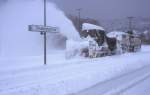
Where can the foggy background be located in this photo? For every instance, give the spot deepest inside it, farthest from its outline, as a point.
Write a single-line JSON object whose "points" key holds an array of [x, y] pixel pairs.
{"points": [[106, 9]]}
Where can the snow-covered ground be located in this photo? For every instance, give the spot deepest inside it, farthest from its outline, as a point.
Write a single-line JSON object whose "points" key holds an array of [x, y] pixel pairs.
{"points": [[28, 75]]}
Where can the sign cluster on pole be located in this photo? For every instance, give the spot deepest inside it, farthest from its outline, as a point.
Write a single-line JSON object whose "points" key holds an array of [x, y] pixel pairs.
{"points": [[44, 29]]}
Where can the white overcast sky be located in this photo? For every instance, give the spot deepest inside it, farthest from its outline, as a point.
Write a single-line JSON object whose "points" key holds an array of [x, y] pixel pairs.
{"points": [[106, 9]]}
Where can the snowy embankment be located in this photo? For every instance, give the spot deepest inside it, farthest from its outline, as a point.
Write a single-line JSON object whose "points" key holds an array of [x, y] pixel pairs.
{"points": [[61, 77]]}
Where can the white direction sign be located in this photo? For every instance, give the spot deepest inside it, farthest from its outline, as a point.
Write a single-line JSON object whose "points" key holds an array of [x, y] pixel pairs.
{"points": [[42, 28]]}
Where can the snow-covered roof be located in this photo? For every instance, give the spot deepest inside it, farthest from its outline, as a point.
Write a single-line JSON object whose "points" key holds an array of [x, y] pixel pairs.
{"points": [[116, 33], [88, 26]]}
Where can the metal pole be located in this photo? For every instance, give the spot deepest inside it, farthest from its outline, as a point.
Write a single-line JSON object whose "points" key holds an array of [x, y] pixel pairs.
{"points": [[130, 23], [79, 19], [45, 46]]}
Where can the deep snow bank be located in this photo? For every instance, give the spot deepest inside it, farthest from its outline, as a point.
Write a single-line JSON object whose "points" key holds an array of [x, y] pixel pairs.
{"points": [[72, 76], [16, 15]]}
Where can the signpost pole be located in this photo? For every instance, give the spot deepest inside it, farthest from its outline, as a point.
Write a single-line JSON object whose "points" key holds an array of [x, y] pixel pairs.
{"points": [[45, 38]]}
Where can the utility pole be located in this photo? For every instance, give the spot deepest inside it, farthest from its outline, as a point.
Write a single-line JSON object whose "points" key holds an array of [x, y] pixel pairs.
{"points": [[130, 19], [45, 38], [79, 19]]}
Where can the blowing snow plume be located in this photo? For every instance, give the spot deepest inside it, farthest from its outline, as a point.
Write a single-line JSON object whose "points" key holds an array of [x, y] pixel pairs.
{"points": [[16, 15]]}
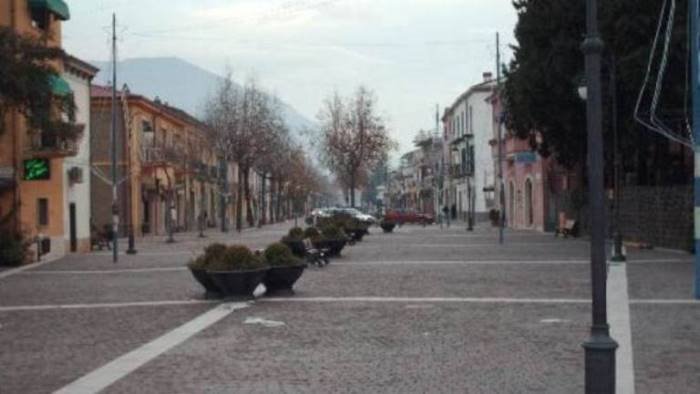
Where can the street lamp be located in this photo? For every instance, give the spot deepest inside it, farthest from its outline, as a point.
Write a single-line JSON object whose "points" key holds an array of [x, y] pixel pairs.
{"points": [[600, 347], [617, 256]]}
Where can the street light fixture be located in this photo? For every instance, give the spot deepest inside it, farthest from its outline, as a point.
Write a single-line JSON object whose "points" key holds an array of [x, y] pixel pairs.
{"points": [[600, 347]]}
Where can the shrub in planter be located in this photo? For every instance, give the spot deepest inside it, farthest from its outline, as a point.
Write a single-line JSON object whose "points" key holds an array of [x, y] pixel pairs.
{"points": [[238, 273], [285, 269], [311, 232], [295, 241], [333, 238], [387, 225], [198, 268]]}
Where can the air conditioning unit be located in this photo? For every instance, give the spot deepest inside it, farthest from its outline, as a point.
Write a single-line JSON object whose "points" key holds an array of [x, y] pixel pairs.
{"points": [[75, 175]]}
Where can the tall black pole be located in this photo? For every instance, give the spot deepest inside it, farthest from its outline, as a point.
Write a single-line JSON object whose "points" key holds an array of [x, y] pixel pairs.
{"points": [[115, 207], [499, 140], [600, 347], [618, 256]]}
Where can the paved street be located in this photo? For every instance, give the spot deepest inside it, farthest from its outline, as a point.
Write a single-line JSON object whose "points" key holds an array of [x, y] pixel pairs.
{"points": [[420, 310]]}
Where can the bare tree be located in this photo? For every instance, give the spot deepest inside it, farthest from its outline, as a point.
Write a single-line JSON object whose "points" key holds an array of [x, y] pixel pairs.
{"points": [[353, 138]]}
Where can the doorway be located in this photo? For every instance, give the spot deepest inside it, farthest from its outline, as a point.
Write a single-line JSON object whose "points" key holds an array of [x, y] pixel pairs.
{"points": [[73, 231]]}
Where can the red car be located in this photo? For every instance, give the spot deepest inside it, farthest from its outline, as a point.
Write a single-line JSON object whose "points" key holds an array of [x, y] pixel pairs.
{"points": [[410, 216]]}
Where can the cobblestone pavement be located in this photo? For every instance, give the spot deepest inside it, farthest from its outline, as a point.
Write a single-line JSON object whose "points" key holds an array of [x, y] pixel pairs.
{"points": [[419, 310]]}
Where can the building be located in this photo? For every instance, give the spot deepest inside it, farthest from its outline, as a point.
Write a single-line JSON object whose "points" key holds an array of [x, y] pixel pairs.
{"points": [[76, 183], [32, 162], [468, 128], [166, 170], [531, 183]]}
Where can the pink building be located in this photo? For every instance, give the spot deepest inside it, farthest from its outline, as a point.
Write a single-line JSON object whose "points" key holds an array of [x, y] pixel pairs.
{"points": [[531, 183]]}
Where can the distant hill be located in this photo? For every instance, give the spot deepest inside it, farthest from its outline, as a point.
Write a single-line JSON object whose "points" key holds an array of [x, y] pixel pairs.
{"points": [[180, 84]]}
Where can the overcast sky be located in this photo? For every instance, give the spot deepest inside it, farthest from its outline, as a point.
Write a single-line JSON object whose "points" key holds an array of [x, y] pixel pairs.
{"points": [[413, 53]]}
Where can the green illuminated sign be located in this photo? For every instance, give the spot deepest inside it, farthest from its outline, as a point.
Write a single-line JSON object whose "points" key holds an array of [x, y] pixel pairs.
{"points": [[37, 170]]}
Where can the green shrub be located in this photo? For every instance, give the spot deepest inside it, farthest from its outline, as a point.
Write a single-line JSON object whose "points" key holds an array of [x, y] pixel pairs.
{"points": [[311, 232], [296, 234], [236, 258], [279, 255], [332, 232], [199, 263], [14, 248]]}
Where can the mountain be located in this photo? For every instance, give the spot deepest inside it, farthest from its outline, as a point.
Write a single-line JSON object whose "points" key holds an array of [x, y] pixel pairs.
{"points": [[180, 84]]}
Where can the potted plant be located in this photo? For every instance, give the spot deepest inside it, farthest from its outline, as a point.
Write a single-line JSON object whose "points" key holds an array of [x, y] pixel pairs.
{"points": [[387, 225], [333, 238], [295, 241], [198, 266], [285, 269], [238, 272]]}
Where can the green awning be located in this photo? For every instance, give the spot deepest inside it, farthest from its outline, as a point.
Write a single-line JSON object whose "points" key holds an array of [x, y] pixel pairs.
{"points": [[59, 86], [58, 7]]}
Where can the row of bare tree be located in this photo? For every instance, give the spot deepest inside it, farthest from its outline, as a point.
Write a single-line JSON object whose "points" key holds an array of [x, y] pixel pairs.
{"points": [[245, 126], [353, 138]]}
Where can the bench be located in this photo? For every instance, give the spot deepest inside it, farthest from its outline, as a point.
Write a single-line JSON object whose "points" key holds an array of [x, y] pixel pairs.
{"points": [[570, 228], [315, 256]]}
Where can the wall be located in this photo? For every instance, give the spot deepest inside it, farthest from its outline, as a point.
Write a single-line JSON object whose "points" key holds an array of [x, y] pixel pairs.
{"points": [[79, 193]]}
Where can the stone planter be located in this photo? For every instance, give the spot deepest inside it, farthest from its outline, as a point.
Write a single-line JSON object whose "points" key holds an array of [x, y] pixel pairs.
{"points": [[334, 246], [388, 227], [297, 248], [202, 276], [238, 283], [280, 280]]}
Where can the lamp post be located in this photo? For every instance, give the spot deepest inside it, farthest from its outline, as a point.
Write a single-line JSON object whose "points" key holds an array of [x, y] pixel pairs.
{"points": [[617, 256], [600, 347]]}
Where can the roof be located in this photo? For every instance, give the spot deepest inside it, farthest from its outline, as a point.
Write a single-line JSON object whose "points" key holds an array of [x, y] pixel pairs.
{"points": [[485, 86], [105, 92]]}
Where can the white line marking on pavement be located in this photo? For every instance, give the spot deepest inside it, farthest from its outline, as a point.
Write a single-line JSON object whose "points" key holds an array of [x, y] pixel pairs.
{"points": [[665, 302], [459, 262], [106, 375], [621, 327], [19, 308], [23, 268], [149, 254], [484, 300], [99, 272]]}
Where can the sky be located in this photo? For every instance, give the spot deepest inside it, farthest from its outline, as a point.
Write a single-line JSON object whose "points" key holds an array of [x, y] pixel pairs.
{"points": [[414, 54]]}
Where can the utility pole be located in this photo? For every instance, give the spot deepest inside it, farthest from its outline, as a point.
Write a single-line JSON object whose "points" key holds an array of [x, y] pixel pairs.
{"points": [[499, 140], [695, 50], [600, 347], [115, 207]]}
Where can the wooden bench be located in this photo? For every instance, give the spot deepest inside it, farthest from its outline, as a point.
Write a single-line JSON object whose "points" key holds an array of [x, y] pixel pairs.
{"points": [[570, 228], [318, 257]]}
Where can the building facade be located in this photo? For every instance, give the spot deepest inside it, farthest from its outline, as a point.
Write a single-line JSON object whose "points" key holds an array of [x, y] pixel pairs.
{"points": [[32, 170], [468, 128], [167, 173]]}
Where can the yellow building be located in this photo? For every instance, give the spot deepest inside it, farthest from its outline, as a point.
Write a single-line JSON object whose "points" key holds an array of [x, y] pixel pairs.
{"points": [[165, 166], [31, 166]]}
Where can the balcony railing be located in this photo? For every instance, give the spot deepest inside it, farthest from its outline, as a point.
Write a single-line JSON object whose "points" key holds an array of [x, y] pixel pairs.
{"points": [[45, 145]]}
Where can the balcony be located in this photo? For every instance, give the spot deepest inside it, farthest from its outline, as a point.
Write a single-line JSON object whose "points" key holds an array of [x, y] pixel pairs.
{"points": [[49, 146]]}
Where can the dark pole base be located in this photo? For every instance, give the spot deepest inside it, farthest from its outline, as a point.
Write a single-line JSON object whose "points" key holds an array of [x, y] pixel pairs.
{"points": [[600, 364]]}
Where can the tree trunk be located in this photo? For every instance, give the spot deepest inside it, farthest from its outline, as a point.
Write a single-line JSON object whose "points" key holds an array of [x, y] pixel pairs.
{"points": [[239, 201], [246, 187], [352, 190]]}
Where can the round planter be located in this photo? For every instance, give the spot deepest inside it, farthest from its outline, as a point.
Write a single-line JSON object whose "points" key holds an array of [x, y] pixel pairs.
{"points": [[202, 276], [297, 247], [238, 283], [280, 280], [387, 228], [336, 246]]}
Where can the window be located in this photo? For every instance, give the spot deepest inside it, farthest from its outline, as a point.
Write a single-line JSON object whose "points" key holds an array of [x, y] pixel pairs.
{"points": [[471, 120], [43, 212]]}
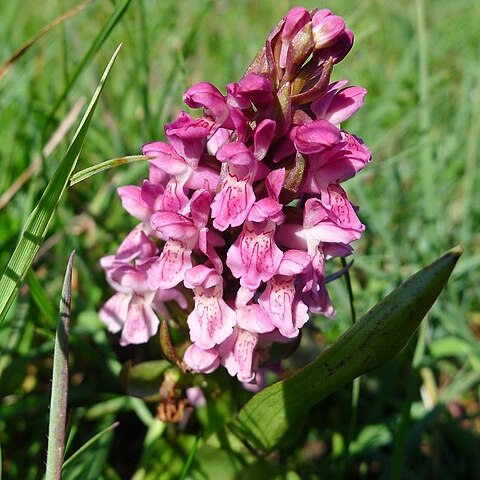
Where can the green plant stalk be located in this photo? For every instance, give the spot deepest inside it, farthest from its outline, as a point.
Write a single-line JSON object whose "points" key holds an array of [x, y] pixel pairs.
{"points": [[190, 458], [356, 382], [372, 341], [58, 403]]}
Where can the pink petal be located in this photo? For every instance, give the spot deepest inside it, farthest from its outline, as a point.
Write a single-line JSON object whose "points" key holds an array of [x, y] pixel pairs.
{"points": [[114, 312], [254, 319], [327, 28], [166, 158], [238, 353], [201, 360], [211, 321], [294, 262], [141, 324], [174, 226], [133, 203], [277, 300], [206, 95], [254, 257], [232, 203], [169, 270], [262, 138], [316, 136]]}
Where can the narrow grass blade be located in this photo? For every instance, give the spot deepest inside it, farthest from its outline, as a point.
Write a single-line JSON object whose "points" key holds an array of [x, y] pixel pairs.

..............................

Give again, word for word, the lines above from the first one through the one containing "Where can the snow-covered ground"; no pictures.

Where can the foggy background be located in this photo? For every instance, give the spot deepest inside it, farthest from its outline, as a point.
Write a single-line JSON object whose "points" key holds an array of [x, y] pixel pairs.
{"points": [[106, 9]]}
Where can the snow-covered ground be located in this photo? For every instance, give the spot deepest inside it, farthest from its outline, as a point.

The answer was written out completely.